• Data to process:
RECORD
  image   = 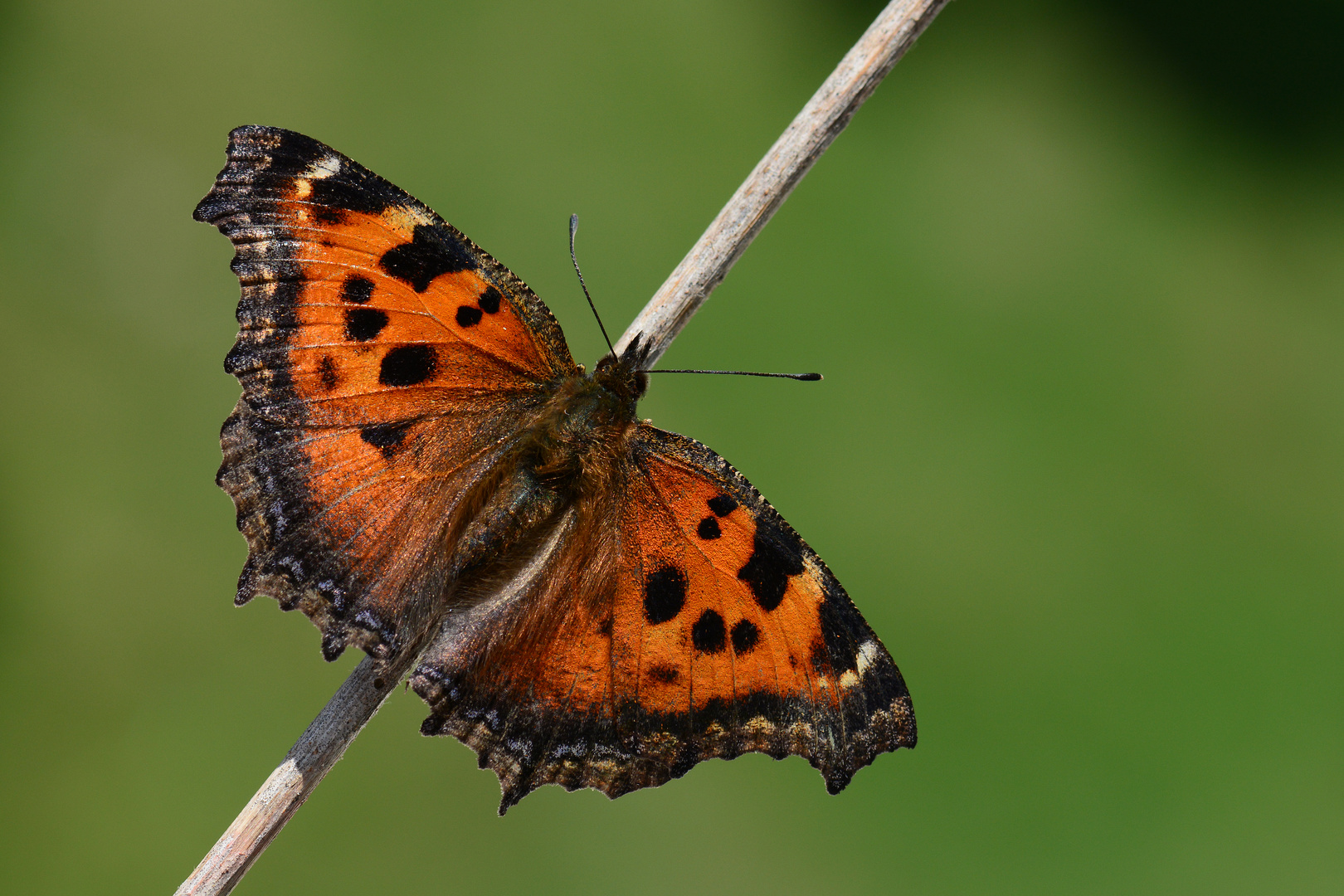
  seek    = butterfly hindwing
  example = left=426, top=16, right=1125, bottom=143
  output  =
left=412, top=425, right=915, bottom=810
left=197, top=126, right=578, bottom=658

• Directive: Turn every line of the records above into a JSON list of strings, one string per line, with blank lines dropped. Leave the pictures out of the list.

• Exercise output:
[
  "RECORD",
  "  image   = ",
  "  seek    = butterfly hindwing",
  "  example = left=426, top=16, right=1125, bottom=143",
  "  output  =",
  "left=412, top=425, right=915, bottom=810",
  "left=197, top=126, right=578, bottom=658"
]